#### EXERCISE DATA:
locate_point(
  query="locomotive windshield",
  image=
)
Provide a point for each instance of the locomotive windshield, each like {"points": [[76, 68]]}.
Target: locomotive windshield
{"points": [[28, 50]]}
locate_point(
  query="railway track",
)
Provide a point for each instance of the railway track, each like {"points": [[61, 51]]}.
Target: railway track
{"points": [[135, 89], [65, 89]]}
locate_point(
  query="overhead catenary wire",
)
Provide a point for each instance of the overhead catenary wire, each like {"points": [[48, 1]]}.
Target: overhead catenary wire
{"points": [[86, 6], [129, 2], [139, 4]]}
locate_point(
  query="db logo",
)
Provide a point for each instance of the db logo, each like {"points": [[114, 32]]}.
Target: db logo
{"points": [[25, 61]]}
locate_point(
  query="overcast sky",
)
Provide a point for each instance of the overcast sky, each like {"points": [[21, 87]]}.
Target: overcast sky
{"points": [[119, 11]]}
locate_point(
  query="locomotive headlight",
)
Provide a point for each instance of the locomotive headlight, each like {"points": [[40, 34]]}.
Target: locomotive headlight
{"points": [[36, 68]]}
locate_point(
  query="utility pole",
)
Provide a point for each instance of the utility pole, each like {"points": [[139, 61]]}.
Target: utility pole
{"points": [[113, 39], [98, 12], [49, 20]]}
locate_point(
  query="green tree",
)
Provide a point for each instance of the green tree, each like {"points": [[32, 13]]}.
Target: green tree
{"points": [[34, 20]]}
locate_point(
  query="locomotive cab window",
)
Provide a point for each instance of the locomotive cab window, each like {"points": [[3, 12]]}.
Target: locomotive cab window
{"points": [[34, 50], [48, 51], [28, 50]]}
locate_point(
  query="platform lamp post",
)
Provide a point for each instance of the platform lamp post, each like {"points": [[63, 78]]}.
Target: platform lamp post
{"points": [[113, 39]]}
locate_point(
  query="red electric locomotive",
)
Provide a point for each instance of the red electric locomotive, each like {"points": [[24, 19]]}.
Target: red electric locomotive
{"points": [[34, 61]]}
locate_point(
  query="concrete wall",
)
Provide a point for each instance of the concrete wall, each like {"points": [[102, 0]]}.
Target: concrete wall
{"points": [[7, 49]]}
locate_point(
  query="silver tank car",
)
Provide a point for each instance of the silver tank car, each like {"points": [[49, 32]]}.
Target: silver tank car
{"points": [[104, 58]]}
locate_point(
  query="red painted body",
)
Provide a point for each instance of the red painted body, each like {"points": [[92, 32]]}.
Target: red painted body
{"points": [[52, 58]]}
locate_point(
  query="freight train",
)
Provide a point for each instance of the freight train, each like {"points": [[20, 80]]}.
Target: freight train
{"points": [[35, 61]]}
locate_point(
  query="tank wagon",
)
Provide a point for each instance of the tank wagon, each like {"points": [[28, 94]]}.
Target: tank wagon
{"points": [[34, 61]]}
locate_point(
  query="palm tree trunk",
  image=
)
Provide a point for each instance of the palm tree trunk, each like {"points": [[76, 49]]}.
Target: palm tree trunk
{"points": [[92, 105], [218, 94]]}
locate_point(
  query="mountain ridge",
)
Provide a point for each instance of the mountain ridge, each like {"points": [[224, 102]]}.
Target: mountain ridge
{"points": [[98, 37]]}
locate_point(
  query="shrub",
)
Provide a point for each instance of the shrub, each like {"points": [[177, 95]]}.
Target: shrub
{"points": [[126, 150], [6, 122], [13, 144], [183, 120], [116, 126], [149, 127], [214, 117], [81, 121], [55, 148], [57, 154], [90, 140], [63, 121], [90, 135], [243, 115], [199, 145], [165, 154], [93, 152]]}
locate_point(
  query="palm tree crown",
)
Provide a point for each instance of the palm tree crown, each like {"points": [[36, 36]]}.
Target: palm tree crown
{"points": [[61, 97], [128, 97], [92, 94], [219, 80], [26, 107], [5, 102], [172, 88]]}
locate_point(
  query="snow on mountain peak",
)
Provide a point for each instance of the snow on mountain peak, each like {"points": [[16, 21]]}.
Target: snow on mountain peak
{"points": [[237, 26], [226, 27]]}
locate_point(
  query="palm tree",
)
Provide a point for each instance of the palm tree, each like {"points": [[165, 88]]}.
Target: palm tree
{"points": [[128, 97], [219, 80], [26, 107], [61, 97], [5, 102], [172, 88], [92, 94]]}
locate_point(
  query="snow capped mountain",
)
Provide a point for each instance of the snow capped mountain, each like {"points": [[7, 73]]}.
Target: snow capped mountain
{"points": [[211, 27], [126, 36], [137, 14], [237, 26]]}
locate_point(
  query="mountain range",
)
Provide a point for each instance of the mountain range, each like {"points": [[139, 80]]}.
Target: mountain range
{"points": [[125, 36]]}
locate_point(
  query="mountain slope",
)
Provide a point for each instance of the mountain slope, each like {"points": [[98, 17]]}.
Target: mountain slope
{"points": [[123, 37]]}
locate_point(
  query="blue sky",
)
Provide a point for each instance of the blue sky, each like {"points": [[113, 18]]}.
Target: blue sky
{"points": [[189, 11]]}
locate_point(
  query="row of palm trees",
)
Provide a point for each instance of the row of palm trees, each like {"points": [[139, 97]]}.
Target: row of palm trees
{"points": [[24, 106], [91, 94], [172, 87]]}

#### EXERCISE PROMPT:
Restate the records above word for word.

#### EXERCISE OUTPUT:
locate_point(
  query="locomotive windshield",
  image=
)
Provide a point for each instance of the locomotive windshield, each like {"points": [[76, 68]]}.
Target: locomotive windshield
{"points": [[28, 50]]}
locate_point(
  query="railway track",
)
Provide a point for each instance of the railway track, each like {"points": [[61, 51]]}.
Target: railway track
{"points": [[135, 89], [65, 89]]}
locate_point(
  query="overhead catenary wire",
)
Provide a point for each instance of the overhead catenary wire, each like {"points": [[48, 1]]}.
Target: overhead catenary wire
{"points": [[86, 6], [129, 2], [139, 4]]}
locate_point(
  query="db logo",
)
Provide a point for each instance of the db logo, each like {"points": [[114, 32]]}.
Target: db logo
{"points": [[25, 61]]}
locate_point(
  query="overcast sky",
)
Provide a point for each instance of the overcast sky, each like {"points": [[21, 87]]}.
Target: overcast sky
{"points": [[119, 11]]}
locate_point(
  query="locomotive headlight",
)
Provide a point for each instance of the locomotive headlight, each like {"points": [[40, 34]]}.
Target: locomotive headlight
{"points": [[36, 68]]}
locate_point(
  query="utility pole",
)
Provide a point for each instance of the utility pole, each like {"points": [[139, 61]]}.
Target: utility pole
{"points": [[113, 39], [98, 12], [49, 20]]}
locate_point(
  query="green tree",
)
Provide a point for each instance of the green tree, each like {"points": [[32, 13]]}.
Target: green tree
{"points": [[34, 20]]}
locate_point(
  query="locomotive cab window",
)
Provide a point for each instance of the locomotive cab window, each like {"points": [[3, 12]]}.
Target: locomotive cab window
{"points": [[34, 50], [48, 51], [28, 50]]}
locate_point(
  query="platform lamp post",
)
Provide a point for each instance of the platform lamp post, each like {"points": [[63, 78]]}.
Target: platform lamp post
{"points": [[113, 39]]}
locate_point(
  query="red electric locomotive",
)
Provide a point for each instance of the red electric locomotive, each like {"points": [[24, 19]]}.
Target: red electric locomotive
{"points": [[34, 61]]}
locate_point(
  query="concrete wall",
)
Provide a point for each instance of the concrete wall, each like {"points": [[102, 0]]}.
Target: concrete wall
{"points": [[7, 49]]}
locate_point(
  query="silver tank car",
)
Provide a point for each instance of the silver tank car, each like {"points": [[49, 32]]}.
Target: silver tank car
{"points": [[104, 58]]}
locate_point(
  query="red painted body",
)
Provide a point for each instance of the red painted body, each like {"points": [[92, 32]]}.
Target: red painted body
{"points": [[52, 58]]}
locate_point(
  query="freight train",
)
Provide a point for each instance of the freight train, each like {"points": [[20, 80]]}.
Target: freight train
{"points": [[35, 61]]}
locate_point(
  query="tank wagon",
)
Provide a point for each instance of the tank wagon, each like {"points": [[28, 94]]}.
Target: tank wagon
{"points": [[34, 61]]}
locate_point(
  query="palm tree trunk",
  image=
)
Provide a point for each instance of the palm tree trunk, each like {"points": [[76, 49]]}.
Target: palm tree trunk
{"points": [[92, 105], [218, 94]]}
locate_point(
  query="mountain ridge",
)
Provide a point for each instance of the mountain ridge, each like {"points": [[224, 102]]}.
Target: mountain ridge
{"points": [[98, 37]]}
locate_point(
  query="shrub",
)
Provide a point for each instance of the shrub, each like {"points": [[177, 95]]}.
Target: shrub
{"points": [[126, 150], [6, 122], [13, 144], [183, 120], [116, 126], [149, 127], [214, 117], [81, 121], [55, 148], [57, 154], [90, 140], [63, 121], [90, 135], [243, 115], [199, 145], [165, 154], [93, 152]]}
locate_point(
  query="palm tree crown",
)
Provide a point for each instance of the palm tree crown, each like {"points": [[36, 36]]}.
Target: palm tree crown
{"points": [[61, 97], [128, 97], [92, 94], [219, 80], [26, 107], [5, 102], [172, 88]]}
locate_point(
  query="snow on mountain peak",
)
Provide a point for each instance of the snow on mountain peak, each like {"points": [[16, 21]]}.
Target: snow on mountain peak
{"points": [[237, 26], [226, 27]]}
locate_point(
  query="palm tree",
)
Provide a point for each instance of the palm tree, each like {"points": [[165, 88]]}.
Target: palm tree
{"points": [[128, 97], [219, 80], [26, 107], [61, 97], [5, 102], [172, 88], [92, 94]]}
locate_point(
  query="snow capped mountain",
)
Provide a point for each instance of the snow capped mountain, each like {"points": [[7, 73]]}.
Target: snow capped mountain
{"points": [[211, 27], [126, 36], [137, 14], [237, 26]]}
locate_point(
  query="mountain range",
)
Provide a point for each instance of the mountain range, each like {"points": [[139, 80]]}.
Target: mountain range
{"points": [[125, 36]]}
locate_point(
  query="mountain slope",
)
Provide a point for each instance of the mountain slope, each like {"points": [[98, 17]]}.
Target: mountain slope
{"points": [[123, 37]]}
locate_point(
  query="blue sky",
)
Provide a point for each instance of the blue sky, each like {"points": [[113, 18]]}.
Target: blue sky
{"points": [[189, 11]]}
locate_point(
  query="row of palm trees",
)
Provide a point for each instance of the row of palm trees, each like {"points": [[139, 97]]}.
Target: row of palm trees
{"points": [[24, 106], [91, 94], [172, 87]]}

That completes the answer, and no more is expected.